--- start Data supplied ---

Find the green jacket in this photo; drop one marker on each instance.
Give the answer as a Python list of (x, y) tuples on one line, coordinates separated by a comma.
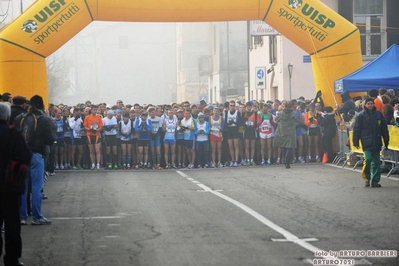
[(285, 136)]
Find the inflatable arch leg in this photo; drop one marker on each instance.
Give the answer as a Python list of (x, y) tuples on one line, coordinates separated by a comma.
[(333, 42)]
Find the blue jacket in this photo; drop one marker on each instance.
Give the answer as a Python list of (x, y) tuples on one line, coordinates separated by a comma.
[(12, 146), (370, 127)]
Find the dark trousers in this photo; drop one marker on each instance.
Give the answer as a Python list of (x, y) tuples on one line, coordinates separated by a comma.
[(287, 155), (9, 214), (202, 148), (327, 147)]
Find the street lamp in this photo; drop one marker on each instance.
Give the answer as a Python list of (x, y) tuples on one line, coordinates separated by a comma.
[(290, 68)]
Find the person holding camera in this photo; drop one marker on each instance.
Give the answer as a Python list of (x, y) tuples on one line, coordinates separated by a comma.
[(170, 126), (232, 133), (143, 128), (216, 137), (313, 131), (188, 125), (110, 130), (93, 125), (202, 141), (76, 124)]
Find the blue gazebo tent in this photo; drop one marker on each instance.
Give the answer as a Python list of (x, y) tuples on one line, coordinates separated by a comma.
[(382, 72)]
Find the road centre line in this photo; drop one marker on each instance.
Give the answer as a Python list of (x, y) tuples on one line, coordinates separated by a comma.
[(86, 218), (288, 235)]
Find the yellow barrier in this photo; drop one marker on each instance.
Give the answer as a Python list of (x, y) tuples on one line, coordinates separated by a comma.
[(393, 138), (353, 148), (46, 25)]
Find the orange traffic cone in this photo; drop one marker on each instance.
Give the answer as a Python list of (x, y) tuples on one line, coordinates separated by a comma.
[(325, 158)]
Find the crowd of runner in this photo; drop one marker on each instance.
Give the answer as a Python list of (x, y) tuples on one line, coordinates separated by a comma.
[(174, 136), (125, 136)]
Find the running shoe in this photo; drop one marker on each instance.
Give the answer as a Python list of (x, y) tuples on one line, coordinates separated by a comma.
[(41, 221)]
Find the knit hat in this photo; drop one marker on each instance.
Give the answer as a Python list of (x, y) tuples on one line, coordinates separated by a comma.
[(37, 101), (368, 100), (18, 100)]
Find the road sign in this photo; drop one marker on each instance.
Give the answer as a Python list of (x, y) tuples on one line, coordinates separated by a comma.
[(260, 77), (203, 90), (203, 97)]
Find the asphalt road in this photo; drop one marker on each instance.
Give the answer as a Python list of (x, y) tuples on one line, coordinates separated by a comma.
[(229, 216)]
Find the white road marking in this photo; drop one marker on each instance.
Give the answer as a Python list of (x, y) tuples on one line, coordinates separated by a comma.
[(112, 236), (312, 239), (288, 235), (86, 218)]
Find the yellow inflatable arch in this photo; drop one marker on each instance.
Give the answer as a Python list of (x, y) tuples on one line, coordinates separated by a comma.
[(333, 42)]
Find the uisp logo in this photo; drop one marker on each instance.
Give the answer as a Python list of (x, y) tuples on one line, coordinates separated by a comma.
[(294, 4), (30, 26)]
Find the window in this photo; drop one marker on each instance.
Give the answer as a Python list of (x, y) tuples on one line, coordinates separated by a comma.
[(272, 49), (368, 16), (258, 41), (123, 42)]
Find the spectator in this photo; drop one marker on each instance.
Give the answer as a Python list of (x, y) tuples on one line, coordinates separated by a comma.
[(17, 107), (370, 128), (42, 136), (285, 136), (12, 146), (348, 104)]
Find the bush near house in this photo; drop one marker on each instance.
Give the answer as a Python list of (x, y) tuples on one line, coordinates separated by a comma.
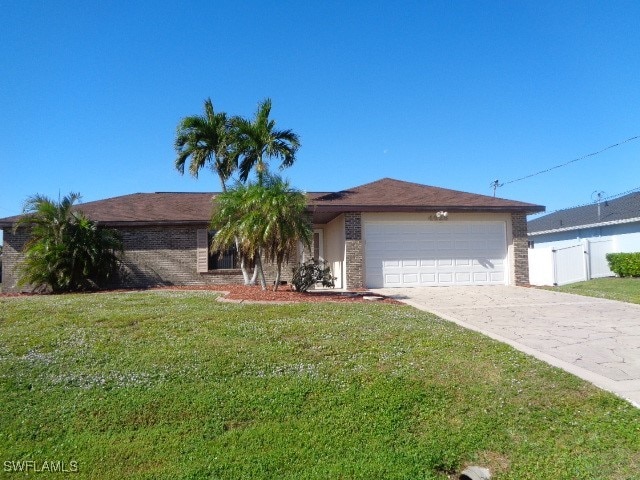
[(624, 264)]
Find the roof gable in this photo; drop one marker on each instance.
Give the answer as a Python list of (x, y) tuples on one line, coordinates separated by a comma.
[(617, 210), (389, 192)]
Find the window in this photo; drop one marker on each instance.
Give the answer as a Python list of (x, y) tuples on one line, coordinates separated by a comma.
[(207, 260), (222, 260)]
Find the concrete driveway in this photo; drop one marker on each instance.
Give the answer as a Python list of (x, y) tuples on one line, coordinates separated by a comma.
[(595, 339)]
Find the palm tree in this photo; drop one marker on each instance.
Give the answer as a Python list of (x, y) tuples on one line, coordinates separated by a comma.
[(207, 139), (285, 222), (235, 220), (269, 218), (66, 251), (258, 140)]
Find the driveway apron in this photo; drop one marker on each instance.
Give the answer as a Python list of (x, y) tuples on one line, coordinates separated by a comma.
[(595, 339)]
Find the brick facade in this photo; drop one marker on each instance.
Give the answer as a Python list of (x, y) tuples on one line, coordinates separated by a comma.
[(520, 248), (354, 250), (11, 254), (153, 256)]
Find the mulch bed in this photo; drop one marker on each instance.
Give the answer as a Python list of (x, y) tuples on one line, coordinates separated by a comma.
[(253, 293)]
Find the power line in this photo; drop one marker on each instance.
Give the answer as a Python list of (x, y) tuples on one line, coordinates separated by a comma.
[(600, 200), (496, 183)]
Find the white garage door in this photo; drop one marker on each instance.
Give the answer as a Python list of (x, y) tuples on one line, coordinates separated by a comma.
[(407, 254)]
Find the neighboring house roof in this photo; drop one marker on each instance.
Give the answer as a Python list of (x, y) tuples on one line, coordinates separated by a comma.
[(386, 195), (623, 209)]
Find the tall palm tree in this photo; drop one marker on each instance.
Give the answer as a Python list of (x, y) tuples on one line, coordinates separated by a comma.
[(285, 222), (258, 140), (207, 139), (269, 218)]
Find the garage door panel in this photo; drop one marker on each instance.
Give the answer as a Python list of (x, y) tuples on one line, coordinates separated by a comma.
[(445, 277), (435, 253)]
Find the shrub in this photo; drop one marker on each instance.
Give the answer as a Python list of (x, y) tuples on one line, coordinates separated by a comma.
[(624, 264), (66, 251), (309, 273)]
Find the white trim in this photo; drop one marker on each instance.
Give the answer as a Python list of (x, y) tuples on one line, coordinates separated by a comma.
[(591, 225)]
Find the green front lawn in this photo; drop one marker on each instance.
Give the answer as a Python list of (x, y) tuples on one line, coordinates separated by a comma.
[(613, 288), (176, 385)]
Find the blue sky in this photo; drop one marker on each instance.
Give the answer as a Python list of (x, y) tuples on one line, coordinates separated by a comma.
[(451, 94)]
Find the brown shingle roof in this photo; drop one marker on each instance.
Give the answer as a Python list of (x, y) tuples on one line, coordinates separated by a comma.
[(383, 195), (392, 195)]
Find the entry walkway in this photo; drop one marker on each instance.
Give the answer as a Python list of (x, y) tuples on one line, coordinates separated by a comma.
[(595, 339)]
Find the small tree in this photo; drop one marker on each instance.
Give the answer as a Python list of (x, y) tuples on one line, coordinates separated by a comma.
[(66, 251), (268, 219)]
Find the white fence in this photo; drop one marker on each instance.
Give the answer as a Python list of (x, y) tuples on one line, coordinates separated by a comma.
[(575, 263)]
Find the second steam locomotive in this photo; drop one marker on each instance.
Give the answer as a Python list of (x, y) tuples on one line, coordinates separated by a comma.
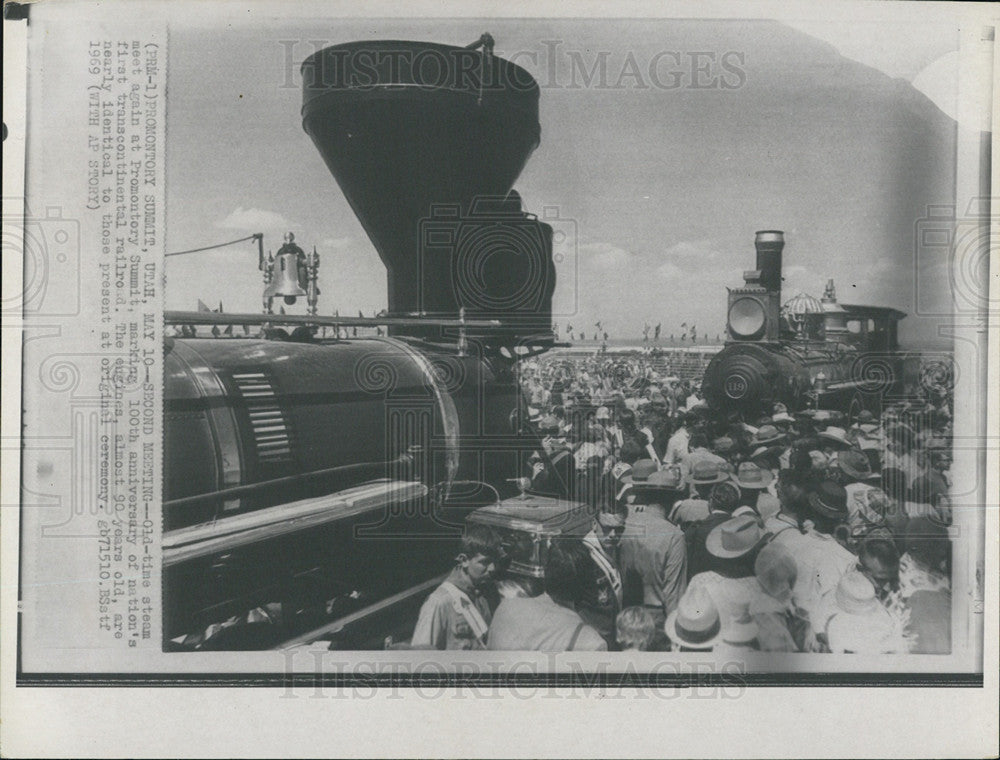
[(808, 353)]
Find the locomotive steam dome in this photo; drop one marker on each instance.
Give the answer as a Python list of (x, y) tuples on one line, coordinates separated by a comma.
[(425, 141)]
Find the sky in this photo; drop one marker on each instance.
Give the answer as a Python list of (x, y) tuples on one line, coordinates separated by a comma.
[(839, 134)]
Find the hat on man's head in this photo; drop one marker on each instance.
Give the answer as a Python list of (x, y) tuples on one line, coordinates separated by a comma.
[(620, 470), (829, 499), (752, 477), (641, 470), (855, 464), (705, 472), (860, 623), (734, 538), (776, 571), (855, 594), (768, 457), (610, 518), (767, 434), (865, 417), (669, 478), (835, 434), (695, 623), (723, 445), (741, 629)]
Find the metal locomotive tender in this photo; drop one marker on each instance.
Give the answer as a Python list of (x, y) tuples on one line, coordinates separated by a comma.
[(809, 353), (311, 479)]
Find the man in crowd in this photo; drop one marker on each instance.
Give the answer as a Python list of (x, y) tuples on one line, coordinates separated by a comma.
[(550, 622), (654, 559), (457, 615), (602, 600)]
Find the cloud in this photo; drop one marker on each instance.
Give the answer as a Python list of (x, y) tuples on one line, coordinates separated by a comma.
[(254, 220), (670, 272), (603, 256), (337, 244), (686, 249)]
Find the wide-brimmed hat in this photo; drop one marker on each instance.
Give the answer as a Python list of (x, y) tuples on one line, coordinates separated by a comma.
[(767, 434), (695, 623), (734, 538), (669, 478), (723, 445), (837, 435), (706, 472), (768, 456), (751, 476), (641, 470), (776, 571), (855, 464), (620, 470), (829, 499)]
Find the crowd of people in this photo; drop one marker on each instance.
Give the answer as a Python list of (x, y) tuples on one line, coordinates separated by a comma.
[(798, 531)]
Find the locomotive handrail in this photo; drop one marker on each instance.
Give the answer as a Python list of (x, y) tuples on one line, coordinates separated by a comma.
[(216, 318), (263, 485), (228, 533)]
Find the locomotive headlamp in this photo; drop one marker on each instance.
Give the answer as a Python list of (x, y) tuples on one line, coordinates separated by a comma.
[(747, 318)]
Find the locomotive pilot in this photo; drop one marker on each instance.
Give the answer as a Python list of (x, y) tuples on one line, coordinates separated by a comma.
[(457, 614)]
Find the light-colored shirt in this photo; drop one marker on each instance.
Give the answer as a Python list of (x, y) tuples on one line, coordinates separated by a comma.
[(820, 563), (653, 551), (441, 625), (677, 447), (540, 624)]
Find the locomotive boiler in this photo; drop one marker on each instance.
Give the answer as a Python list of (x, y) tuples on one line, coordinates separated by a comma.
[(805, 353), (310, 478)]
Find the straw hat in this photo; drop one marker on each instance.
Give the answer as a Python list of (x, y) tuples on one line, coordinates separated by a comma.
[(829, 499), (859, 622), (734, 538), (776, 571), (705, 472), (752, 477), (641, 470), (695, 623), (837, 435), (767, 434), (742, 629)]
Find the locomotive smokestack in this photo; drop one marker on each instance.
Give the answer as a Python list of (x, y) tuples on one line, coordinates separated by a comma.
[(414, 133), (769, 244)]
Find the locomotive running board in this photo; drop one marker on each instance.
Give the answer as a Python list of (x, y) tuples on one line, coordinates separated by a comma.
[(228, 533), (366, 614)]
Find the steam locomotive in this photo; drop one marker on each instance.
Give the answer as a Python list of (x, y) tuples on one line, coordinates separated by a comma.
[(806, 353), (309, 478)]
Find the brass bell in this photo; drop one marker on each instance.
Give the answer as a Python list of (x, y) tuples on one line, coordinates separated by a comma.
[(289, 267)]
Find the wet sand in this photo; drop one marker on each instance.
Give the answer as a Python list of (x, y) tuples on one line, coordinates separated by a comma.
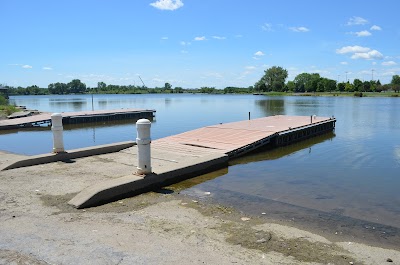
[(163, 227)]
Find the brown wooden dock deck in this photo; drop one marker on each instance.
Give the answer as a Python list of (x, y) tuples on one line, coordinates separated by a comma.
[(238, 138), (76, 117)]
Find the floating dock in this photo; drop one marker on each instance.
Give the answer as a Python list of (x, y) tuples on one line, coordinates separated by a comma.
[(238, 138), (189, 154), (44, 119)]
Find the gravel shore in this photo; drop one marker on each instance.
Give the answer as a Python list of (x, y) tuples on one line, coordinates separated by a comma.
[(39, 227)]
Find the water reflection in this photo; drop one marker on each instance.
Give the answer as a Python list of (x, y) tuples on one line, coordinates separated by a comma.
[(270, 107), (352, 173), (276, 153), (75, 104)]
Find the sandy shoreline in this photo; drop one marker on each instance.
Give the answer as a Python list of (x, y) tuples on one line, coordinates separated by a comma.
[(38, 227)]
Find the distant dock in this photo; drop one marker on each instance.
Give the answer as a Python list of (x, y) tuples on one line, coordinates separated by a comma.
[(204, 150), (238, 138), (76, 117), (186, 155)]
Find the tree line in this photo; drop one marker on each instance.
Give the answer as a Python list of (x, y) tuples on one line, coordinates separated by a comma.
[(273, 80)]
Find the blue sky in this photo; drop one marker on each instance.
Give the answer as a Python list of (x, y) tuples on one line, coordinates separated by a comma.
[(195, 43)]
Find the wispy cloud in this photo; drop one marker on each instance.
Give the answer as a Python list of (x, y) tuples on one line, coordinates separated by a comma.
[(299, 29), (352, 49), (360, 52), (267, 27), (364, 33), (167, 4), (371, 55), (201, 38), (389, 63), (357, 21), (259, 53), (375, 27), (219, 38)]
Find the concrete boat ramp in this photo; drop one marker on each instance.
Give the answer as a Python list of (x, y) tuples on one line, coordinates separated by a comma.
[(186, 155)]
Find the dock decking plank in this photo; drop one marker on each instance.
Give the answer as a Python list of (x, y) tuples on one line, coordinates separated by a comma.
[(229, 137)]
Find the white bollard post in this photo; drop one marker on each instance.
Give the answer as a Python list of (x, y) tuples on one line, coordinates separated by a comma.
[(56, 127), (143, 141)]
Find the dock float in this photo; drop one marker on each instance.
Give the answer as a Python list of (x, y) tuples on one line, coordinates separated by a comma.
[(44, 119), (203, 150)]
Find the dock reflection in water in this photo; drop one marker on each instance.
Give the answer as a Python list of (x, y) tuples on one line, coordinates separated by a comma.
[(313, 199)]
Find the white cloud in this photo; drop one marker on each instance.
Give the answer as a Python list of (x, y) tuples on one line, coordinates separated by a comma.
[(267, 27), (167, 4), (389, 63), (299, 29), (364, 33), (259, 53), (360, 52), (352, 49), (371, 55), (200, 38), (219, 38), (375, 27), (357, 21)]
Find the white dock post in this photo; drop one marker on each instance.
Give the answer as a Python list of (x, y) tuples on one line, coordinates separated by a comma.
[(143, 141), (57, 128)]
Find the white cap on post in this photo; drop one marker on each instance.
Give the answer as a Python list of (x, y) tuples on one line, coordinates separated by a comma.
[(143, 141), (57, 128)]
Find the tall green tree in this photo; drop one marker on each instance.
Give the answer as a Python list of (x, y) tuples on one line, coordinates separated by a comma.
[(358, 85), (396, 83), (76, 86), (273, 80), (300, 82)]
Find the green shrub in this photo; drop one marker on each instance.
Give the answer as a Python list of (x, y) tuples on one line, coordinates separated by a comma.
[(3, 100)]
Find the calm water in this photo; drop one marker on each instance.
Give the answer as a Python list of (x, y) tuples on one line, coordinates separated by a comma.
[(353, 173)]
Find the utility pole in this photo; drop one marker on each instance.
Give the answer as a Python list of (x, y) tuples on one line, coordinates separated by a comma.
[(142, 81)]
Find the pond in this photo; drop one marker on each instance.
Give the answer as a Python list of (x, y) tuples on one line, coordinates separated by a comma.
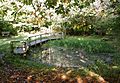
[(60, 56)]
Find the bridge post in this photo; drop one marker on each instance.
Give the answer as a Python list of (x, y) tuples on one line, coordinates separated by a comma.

--- end Data supplied ---

- **Task instructions**
Give the rows starting with the line with "Find the water" and going on through the line with "[(204, 150), (238, 138), (76, 117), (186, 155)]" as a two-column CSV with the columns text and answer, one line per row. Put each value in a single quoted field, with any line breaks replaced by spaces.

- **Final answer**
text,answer
"Find the water reflection in this photo; drop one marker on each instance. Give the answer as a Python list of (x, y) tuples on one line, coordinates separated by a comma.","[(270, 107), (352, 173), (276, 153), (75, 104)]"
"Find the sandy shoreline in this photo; drop one marker on each instance. Give the answer as a Python list of (x, y) tuples on one line, coordinates separated by a comma.","[(38, 227)]"
"Find the distant dock in this photo; drop one marker on each instance. Give the answer as a Python list of (x, y) tuples on one line, coordinates separated by a comma.","[(204, 150), (238, 138), (76, 117), (186, 155)]"